Repeat word for word everything from the line containing "locate: arrow on" to the end of the listing, first and last lines included, and only that.
===== LISTED ENTRIES =====
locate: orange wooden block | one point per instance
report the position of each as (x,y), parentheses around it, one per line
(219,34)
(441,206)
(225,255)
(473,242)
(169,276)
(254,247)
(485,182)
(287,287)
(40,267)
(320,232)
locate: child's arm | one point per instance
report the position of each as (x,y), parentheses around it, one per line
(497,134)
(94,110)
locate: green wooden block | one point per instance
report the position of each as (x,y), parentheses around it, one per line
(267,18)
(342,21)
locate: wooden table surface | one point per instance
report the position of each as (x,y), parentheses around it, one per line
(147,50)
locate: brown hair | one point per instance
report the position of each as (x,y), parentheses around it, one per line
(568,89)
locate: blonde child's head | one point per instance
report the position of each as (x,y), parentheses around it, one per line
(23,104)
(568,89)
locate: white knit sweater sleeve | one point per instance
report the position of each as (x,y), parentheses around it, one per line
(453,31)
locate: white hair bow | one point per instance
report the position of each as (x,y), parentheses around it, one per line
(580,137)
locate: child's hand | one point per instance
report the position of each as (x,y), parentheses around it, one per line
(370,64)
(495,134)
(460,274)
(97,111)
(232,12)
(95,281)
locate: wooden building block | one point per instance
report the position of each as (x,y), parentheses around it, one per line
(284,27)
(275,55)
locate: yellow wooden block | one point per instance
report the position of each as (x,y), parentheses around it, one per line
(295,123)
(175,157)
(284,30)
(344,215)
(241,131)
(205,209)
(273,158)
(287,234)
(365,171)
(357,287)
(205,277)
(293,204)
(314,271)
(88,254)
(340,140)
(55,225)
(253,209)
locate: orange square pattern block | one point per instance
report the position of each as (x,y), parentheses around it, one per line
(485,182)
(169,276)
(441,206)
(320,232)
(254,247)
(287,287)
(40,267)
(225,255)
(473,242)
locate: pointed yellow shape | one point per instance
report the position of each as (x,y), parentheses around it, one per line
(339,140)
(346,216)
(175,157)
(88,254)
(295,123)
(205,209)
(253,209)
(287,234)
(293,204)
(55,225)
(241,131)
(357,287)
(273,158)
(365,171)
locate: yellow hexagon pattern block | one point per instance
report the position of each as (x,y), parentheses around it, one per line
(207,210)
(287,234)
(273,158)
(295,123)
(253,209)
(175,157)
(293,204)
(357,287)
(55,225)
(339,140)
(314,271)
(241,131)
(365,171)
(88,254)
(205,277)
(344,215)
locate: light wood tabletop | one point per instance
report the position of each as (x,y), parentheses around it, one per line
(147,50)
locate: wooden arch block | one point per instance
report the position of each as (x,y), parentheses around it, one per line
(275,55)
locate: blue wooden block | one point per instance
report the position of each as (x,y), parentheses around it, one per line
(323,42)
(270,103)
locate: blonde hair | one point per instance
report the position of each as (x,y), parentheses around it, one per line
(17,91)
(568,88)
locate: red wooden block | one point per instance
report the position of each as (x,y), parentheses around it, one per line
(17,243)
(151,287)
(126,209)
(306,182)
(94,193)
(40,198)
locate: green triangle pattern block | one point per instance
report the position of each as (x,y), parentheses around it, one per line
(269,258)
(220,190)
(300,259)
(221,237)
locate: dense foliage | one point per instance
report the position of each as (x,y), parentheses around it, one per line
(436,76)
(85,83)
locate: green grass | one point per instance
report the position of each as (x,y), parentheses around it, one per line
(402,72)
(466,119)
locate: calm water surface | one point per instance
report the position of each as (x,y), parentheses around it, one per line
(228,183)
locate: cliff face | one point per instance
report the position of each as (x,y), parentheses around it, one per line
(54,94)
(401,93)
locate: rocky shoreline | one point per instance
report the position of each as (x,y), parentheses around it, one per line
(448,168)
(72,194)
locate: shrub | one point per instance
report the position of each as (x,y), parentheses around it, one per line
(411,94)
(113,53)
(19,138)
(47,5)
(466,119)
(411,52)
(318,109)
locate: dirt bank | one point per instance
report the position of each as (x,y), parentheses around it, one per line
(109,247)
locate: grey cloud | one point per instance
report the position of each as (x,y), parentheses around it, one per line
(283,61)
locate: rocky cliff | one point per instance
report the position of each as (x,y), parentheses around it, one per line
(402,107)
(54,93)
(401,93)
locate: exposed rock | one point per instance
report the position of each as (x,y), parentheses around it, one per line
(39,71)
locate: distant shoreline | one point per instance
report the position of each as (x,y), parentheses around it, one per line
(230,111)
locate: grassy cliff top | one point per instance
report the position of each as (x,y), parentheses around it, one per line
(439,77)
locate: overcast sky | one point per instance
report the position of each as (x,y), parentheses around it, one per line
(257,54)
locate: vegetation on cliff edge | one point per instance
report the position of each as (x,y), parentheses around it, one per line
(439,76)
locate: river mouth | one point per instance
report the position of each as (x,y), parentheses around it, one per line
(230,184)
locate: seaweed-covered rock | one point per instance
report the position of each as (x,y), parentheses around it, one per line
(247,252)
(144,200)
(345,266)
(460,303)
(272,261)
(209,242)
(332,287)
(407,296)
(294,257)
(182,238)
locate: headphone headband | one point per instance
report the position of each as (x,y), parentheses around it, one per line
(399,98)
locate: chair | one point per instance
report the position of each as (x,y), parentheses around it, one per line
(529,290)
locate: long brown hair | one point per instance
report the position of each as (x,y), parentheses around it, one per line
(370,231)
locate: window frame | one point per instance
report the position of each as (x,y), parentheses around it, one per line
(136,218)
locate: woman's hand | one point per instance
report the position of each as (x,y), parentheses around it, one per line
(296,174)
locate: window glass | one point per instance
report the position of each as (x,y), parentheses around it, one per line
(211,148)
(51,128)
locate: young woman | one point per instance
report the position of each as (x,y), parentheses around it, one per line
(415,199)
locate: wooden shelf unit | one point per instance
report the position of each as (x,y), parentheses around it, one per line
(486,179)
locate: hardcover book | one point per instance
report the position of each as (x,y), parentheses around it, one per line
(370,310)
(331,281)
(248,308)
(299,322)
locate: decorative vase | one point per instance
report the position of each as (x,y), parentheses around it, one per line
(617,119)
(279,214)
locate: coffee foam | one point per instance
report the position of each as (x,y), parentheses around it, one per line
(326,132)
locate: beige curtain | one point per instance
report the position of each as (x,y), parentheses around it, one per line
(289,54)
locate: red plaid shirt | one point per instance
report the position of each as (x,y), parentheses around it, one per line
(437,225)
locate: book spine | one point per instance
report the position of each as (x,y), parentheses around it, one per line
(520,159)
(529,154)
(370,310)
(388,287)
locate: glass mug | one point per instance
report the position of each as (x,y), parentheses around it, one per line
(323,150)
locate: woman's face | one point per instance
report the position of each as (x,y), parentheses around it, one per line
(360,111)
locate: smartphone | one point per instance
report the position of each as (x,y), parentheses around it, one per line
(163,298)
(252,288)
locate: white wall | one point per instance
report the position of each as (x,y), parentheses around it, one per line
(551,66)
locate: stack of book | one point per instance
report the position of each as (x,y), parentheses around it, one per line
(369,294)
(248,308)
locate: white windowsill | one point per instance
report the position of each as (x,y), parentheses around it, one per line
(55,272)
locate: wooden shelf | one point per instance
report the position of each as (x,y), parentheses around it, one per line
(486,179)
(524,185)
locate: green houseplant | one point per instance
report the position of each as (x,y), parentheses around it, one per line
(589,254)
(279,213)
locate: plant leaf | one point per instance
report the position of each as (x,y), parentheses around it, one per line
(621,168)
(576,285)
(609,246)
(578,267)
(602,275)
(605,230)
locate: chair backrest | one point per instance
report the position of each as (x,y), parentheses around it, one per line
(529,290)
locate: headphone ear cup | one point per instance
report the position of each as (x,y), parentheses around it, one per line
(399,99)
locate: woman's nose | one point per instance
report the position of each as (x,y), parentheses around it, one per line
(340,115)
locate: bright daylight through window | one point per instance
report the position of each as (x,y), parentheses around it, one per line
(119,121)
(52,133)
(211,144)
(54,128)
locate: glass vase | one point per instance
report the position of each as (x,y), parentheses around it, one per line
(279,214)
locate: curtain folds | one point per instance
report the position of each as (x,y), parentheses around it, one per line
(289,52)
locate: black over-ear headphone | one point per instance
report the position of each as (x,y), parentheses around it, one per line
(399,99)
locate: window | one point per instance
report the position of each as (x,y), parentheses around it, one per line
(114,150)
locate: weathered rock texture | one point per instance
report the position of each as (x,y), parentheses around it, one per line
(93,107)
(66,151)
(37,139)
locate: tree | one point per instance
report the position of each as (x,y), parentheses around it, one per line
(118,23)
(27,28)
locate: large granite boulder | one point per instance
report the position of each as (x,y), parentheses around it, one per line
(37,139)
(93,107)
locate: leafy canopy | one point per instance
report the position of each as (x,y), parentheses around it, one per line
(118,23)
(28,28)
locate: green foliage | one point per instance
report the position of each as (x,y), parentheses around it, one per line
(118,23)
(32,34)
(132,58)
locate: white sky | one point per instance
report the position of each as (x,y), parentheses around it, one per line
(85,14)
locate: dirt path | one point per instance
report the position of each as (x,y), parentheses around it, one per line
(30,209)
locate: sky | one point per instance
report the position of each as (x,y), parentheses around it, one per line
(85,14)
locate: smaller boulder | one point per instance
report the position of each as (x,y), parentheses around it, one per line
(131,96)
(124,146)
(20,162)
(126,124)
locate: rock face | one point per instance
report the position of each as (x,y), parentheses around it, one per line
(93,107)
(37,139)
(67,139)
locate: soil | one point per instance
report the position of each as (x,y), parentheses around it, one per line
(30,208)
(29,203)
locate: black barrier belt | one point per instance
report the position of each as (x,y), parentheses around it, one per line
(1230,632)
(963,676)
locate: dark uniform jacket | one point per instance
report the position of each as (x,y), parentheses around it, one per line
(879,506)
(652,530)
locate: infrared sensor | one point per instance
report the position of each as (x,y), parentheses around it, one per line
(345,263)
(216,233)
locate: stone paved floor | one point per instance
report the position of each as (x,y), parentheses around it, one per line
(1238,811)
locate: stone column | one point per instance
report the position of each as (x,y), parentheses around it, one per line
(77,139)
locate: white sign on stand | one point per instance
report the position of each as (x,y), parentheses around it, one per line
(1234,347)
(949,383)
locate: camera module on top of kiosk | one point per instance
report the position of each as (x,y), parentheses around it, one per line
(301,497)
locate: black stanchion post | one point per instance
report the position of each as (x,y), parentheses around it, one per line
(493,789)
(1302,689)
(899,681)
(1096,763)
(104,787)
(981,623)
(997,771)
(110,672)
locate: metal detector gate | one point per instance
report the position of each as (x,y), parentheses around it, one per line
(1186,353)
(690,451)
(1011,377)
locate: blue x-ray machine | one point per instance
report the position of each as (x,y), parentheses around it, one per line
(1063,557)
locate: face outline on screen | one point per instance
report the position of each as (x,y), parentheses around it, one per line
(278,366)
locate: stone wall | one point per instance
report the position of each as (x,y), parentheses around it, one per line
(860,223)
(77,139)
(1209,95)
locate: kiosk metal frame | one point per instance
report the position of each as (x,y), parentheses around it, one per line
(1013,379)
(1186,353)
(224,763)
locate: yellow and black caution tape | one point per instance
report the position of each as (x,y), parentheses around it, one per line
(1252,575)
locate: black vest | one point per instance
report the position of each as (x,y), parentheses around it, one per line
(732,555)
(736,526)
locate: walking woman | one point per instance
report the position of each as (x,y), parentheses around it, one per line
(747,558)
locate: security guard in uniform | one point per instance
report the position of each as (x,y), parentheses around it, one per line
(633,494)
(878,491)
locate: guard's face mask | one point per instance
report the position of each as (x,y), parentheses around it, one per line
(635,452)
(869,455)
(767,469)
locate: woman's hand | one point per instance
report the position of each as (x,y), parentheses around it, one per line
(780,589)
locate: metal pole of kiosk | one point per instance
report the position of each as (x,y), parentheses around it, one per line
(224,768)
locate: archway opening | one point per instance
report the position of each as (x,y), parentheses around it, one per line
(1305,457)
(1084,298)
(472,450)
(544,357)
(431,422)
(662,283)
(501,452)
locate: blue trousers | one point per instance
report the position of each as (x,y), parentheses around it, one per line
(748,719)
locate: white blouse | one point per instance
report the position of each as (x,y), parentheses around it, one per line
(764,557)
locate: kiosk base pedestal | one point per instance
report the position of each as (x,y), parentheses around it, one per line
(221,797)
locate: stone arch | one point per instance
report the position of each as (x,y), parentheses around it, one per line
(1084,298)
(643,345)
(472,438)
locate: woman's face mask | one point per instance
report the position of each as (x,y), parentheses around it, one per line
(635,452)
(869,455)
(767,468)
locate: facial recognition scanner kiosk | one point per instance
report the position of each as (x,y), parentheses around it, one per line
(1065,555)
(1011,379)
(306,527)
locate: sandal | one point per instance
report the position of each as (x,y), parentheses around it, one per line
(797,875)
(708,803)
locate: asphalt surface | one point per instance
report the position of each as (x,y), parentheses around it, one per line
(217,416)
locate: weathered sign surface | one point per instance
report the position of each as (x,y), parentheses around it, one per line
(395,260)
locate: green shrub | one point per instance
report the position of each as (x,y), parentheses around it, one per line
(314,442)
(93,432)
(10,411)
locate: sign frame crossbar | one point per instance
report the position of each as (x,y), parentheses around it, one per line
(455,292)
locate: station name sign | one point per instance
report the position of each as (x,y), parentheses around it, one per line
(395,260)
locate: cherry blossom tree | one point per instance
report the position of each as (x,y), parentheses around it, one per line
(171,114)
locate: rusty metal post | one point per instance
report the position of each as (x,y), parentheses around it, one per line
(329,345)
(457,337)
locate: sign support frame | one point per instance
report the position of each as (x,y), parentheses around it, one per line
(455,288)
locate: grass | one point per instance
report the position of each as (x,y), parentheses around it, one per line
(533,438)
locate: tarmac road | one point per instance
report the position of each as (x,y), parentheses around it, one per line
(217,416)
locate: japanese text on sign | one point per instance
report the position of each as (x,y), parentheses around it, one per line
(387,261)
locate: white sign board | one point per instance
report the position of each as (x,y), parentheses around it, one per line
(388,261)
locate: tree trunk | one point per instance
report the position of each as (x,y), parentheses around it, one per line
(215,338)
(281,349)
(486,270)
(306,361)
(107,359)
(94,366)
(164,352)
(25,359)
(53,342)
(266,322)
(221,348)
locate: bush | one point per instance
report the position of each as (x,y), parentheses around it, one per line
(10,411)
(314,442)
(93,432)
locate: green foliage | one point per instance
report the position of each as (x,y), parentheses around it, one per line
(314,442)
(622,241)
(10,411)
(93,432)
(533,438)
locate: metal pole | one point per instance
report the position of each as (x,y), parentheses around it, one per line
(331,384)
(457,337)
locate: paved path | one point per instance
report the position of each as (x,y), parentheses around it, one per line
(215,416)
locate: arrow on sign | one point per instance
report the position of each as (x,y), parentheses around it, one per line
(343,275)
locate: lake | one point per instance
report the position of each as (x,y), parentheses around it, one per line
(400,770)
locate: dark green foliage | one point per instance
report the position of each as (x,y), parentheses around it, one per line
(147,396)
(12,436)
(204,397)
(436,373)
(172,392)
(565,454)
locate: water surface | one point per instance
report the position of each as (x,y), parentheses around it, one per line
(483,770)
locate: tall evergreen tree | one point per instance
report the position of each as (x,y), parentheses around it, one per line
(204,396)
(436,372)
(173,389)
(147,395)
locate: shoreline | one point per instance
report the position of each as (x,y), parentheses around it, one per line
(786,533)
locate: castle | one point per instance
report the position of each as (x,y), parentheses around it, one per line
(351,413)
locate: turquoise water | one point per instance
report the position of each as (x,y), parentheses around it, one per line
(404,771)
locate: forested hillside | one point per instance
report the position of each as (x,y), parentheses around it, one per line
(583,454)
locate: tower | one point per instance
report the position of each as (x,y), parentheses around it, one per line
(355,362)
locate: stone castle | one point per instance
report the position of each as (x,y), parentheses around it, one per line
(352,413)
=====
> WRITTEN ANSWER
locate: arrow on sign | one point per instance
report the position of each as (x,y), parentheses around it, one per line
(343,275)
locate: lake | one point per instance
report the position of each as (x,y), parentheses around it, one per line
(400,770)
locate: dark green foliage | one point per instance
report the position of each as (x,y), parentheses around it, one per line
(147,396)
(12,436)
(204,397)
(436,373)
(172,392)
(565,454)
locate: water surface | one point per instance
report the position of each as (x,y), parentheses around it, one per line
(483,770)
locate: tall evergreen tree | one point per instance
report the position of each as (x,y), parentheses around it, one per line
(204,396)
(436,372)
(173,389)
(147,395)
locate: shoreline | one point per instance
report the position of each as (x,y), parentheses around it, one per line
(786,533)
locate: castle | one point per instance
report the position of each as (x,y), parentheses around it, one per line
(351,413)
locate: turquoise water | one point per instance
report the position of each as (x,y), parentheses around it, one per line
(404,771)
locate: forested hillside | one point per instance
report the position of each as (x,y), parentheses around it, one per line
(583,454)
locate: tower | one point per instance
report the position of each as (x,y), parentheses around it, one per line
(355,362)
locate: stone castle | one point per instance
report the position of each as (x,y), parentheses around it, one per line
(352,413)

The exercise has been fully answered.